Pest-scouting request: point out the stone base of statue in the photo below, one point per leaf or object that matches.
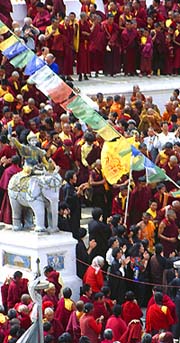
(20, 251)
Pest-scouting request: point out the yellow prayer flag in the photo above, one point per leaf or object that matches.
(8, 42)
(115, 159)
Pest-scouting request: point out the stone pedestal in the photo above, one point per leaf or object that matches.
(19, 10)
(20, 250)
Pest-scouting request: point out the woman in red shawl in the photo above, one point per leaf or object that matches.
(176, 40)
(133, 332)
(93, 275)
(89, 326)
(130, 308)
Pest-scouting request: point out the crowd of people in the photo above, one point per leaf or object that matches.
(126, 37)
(129, 262)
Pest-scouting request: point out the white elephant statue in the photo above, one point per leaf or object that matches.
(37, 192)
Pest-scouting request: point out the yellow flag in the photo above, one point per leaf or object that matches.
(115, 159)
(8, 42)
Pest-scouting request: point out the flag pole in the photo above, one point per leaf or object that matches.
(128, 193)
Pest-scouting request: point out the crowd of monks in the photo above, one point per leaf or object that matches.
(127, 37)
(126, 257)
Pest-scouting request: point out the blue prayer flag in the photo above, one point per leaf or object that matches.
(33, 65)
(14, 50)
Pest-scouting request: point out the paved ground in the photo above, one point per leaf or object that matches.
(160, 87)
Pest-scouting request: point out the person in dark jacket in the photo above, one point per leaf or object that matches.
(100, 232)
(116, 282)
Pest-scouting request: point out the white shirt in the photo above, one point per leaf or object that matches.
(162, 139)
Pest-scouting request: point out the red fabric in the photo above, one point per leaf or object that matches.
(54, 278)
(90, 328)
(15, 290)
(156, 319)
(7, 151)
(62, 314)
(167, 302)
(68, 35)
(25, 320)
(117, 325)
(128, 38)
(95, 280)
(73, 327)
(51, 298)
(133, 333)
(100, 310)
(130, 311)
(42, 20)
(83, 58)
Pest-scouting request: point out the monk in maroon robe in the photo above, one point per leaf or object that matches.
(168, 233)
(63, 313)
(58, 6)
(6, 9)
(83, 58)
(42, 18)
(139, 14)
(112, 46)
(139, 201)
(129, 46)
(176, 40)
(172, 170)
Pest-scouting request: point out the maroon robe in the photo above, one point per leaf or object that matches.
(73, 327)
(53, 277)
(5, 210)
(83, 58)
(146, 57)
(68, 35)
(170, 230)
(139, 203)
(166, 302)
(51, 298)
(117, 325)
(100, 309)
(58, 6)
(112, 61)
(62, 314)
(141, 17)
(129, 46)
(42, 20)
(14, 91)
(177, 52)
(96, 48)
(15, 290)
(6, 9)
(172, 173)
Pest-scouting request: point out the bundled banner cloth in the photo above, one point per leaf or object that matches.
(88, 115)
(153, 173)
(114, 165)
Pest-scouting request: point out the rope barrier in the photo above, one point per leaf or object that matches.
(130, 280)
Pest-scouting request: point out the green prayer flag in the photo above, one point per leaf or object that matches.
(83, 111)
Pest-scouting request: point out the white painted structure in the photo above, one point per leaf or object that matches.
(20, 250)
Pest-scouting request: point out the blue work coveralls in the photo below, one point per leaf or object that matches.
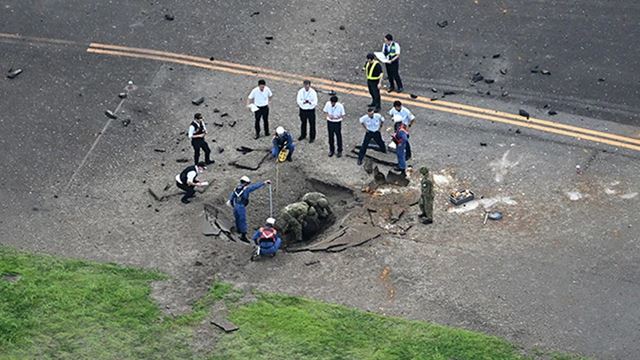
(267, 246)
(279, 142)
(239, 199)
(401, 138)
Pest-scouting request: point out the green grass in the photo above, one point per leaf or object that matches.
(68, 309)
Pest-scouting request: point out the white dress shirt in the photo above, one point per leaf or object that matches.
(334, 113)
(260, 98)
(407, 116)
(311, 96)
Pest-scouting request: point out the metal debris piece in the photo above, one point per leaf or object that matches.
(110, 114)
(14, 73)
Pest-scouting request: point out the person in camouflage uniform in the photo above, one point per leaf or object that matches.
(426, 197)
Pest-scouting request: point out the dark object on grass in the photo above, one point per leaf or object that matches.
(14, 73)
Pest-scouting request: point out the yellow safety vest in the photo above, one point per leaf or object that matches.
(368, 69)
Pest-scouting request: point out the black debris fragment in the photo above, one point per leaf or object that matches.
(14, 73)
(110, 114)
(477, 77)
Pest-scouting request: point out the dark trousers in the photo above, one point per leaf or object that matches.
(262, 112)
(335, 133)
(190, 191)
(393, 73)
(200, 143)
(377, 138)
(375, 93)
(310, 116)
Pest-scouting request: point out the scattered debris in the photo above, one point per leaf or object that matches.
(523, 113)
(110, 114)
(477, 77)
(224, 324)
(14, 73)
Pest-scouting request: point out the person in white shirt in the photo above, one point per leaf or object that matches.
(391, 50)
(372, 123)
(407, 118)
(335, 114)
(259, 97)
(307, 101)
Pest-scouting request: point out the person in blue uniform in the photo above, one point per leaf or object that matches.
(282, 140)
(267, 239)
(239, 199)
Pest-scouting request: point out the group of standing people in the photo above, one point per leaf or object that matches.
(307, 101)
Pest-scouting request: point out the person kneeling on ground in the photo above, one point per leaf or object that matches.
(187, 180)
(267, 239)
(281, 141)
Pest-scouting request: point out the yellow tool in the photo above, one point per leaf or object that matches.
(282, 156)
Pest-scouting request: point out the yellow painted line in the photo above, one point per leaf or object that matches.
(438, 105)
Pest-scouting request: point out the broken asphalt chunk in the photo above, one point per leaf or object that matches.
(14, 73)
(110, 114)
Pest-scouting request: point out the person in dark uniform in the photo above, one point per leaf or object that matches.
(187, 180)
(197, 132)
(391, 50)
(373, 72)
(426, 197)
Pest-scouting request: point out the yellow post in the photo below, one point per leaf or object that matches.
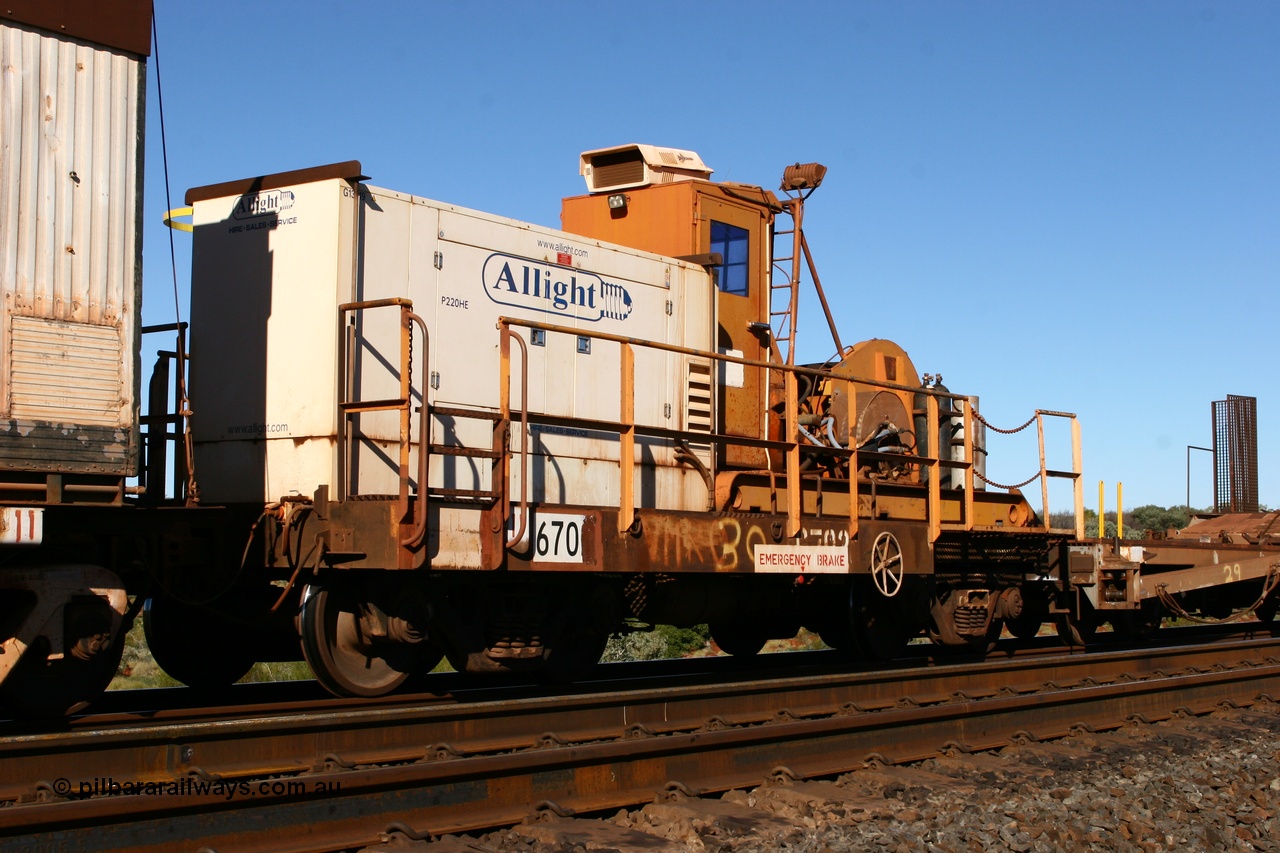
(1120, 510)
(1102, 515)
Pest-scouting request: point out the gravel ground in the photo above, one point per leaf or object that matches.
(1188, 784)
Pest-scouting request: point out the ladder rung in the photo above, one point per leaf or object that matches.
(484, 493)
(466, 413)
(371, 405)
(455, 450)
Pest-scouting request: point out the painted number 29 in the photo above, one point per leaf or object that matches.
(558, 538)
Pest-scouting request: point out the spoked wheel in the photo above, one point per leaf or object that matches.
(42, 688)
(1082, 626)
(887, 565)
(347, 643)
(193, 644)
(739, 639)
(883, 626)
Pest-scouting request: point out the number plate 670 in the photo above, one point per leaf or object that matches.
(557, 537)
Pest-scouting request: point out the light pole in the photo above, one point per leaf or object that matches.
(1189, 448)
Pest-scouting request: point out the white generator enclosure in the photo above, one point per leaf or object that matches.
(277, 258)
(71, 147)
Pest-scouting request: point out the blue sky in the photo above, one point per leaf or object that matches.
(1056, 205)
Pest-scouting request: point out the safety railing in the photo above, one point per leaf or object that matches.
(350, 407)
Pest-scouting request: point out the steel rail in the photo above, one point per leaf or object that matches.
(465, 767)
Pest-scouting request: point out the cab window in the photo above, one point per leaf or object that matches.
(730, 241)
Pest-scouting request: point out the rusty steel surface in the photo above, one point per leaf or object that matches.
(227, 785)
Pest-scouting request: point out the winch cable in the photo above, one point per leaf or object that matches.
(183, 402)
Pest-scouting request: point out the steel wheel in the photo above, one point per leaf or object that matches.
(344, 660)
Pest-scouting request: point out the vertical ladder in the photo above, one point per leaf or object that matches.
(785, 282)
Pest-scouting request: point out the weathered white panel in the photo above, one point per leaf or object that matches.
(69, 241)
(264, 368)
(67, 373)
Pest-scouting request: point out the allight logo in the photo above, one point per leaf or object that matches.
(526, 283)
(261, 204)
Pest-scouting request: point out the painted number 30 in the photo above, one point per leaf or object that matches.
(560, 538)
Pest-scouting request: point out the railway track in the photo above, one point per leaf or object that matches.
(339, 776)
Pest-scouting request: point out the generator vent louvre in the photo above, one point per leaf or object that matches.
(698, 405)
(698, 398)
(618, 169)
(65, 373)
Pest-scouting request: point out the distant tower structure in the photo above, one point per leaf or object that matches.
(1235, 455)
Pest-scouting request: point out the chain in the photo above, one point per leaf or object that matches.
(1005, 432)
(995, 484)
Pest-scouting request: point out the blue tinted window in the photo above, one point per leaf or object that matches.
(730, 241)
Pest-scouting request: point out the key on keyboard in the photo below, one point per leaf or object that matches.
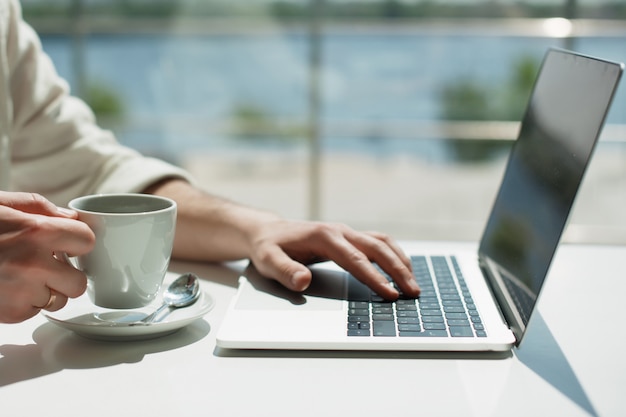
(444, 308)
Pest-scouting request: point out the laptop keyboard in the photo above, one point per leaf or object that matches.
(445, 307)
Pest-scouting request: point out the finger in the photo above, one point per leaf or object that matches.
(392, 259)
(65, 280)
(276, 264)
(56, 301)
(394, 247)
(371, 249)
(359, 264)
(64, 235)
(35, 204)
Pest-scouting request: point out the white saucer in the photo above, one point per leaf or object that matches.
(80, 315)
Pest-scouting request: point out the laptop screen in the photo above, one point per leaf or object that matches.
(563, 120)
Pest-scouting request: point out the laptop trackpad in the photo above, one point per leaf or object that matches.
(326, 292)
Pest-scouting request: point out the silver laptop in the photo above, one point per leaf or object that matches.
(470, 301)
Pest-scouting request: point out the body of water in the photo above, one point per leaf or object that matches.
(177, 88)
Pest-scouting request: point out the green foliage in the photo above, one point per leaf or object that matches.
(471, 100)
(253, 122)
(107, 104)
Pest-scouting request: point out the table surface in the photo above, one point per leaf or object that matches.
(563, 367)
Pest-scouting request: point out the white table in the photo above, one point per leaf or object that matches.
(571, 369)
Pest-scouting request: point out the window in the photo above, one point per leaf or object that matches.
(387, 115)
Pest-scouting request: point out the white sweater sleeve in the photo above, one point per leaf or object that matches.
(56, 147)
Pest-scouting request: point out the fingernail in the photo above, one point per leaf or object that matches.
(297, 281)
(66, 212)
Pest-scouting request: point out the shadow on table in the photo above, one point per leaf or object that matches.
(540, 352)
(56, 349)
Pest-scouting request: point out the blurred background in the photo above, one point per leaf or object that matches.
(393, 115)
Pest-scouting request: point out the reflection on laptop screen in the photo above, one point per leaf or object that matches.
(557, 136)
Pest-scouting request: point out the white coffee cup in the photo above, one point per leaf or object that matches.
(134, 239)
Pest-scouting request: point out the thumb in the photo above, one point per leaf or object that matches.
(280, 267)
(34, 204)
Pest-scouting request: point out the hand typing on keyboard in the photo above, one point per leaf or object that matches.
(284, 247)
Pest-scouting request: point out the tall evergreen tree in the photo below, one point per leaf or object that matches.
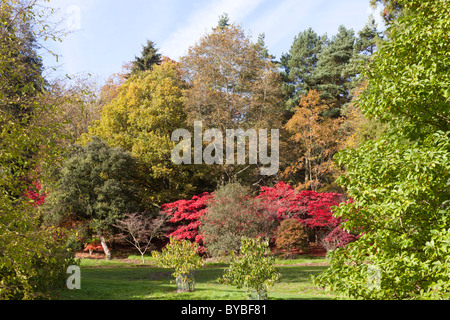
(329, 76)
(299, 65)
(149, 57)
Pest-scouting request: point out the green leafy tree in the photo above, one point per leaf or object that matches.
(231, 86)
(253, 268)
(96, 187)
(33, 259)
(399, 183)
(183, 257)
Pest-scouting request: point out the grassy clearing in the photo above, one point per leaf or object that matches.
(129, 279)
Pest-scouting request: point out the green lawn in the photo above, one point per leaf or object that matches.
(132, 280)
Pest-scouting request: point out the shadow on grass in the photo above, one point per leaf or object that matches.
(152, 283)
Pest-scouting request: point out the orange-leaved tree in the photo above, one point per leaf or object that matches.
(314, 138)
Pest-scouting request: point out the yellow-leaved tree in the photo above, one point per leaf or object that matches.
(148, 108)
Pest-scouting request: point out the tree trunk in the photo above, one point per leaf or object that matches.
(105, 248)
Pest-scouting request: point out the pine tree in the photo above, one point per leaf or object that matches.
(329, 76)
(149, 57)
(299, 65)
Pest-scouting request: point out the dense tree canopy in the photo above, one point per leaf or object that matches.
(399, 183)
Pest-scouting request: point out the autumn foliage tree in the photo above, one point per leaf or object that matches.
(184, 217)
(231, 85)
(291, 235)
(148, 108)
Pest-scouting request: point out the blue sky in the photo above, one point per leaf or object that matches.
(108, 33)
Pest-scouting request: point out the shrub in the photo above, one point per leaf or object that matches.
(182, 256)
(252, 269)
(290, 235)
(231, 214)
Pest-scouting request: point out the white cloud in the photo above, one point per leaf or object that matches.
(202, 20)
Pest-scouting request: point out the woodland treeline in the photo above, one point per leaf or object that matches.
(363, 118)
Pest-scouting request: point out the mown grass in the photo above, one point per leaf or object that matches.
(131, 280)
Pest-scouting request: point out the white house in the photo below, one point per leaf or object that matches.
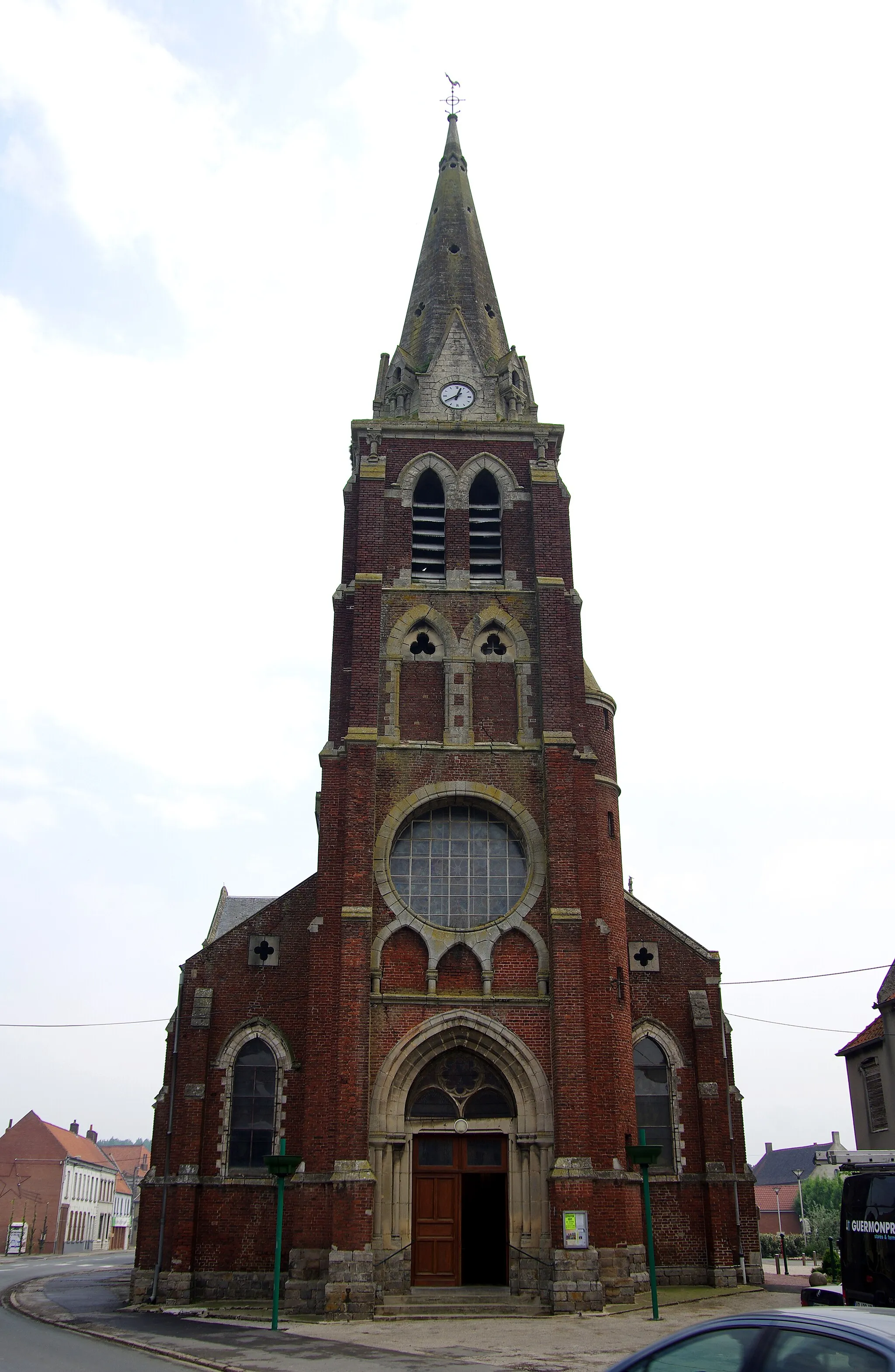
(123, 1215)
(88, 1190)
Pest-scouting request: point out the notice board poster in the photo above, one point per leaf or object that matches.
(574, 1228)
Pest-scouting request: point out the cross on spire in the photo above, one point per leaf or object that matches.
(454, 99)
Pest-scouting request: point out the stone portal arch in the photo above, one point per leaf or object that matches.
(531, 1135)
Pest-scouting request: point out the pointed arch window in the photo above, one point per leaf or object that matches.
(486, 555)
(253, 1106)
(652, 1095)
(429, 527)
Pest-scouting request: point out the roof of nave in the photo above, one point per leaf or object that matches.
(454, 271)
(673, 929)
(874, 1033)
(232, 910)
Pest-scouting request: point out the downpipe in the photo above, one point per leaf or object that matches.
(168, 1142)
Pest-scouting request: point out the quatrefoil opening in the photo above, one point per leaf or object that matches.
(423, 645)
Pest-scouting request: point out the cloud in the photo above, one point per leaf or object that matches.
(21, 820)
(198, 811)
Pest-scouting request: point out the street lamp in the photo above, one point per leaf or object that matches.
(281, 1165)
(783, 1247)
(644, 1154)
(797, 1174)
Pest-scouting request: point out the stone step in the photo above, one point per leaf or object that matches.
(473, 1312)
(458, 1304)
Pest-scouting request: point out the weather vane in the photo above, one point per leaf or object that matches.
(454, 99)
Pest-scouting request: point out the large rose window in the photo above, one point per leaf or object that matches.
(459, 866)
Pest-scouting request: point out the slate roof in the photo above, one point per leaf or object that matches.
(234, 910)
(874, 1033)
(776, 1168)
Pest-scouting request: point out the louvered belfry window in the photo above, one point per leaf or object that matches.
(486, 558)
(429, 527)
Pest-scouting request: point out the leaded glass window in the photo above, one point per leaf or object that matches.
(460, 1084)
(652, 1097)
(253, 1105)
(459, 866)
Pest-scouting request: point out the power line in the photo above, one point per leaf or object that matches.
(786, 1026)
(761, 981)
(812, 976)
(98, 1024)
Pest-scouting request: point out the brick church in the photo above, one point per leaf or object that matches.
(460, 1020)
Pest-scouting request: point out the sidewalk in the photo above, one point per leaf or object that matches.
(797, 1279)
(95, 1304)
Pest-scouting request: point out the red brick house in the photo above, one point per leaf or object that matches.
(59, 1185)
(461, 1019)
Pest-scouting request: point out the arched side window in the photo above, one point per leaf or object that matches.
(253, 1105)
(652, 1094)
(429, 527)
(486, 556)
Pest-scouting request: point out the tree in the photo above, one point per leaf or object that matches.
(823, 1202)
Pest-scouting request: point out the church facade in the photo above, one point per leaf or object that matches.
(461, 1019)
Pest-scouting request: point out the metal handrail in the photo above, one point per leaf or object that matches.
(533, 1256)
(396, 1254)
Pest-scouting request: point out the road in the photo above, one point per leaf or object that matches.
(40, 1348)
(83, 1289)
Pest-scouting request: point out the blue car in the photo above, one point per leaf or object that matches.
(819, 1340)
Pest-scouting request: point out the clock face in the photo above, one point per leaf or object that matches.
(458, 395)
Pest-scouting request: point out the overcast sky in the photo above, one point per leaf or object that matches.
(211, 215)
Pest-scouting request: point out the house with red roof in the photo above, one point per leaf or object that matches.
(57, 1188)
(871, 1067)
(776, 1182)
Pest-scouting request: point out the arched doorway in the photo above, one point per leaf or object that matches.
(502, 1098)
(459, 1220)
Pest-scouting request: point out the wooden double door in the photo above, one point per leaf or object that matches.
(460, 1233)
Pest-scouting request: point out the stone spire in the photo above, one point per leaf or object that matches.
(452, 272)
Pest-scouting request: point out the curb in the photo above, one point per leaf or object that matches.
(13, 1301)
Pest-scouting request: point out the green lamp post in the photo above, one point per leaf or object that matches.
(644, 1154)
(281, 1165)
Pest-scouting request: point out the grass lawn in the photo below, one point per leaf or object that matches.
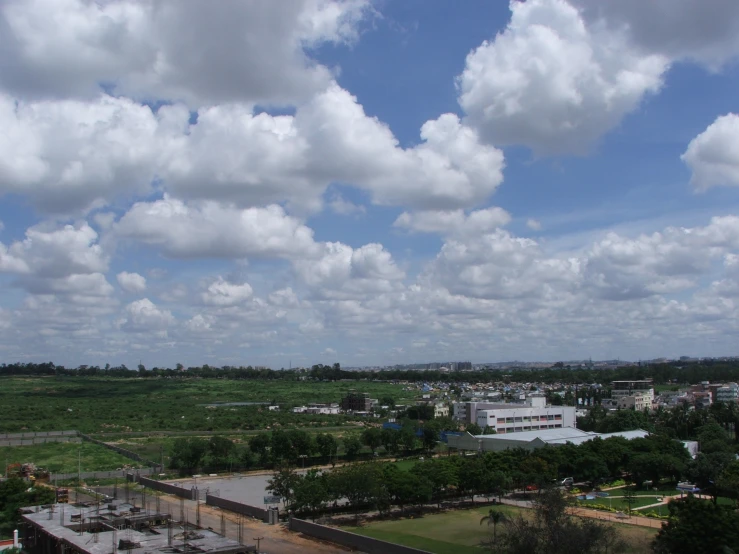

# # #

◆ Stated problem ◆
Copy out the lines above, from the one containing "Pest-scouting request: point out the road" down to the one containing "(819, 1340)", with both ends and the request lines included. Raise every number in the answer coordinates by 61 and leave the rest of each item as it is.

◆ Exercise response ◆
Pest-scouting request: point out the road in the photo above, one point per leaf or object that matches.
(101, 1409)
(144, 1350)
Pest-scouting request: point out the blue car in the photo above, one point per leaf or object that matches.
(880, 1401)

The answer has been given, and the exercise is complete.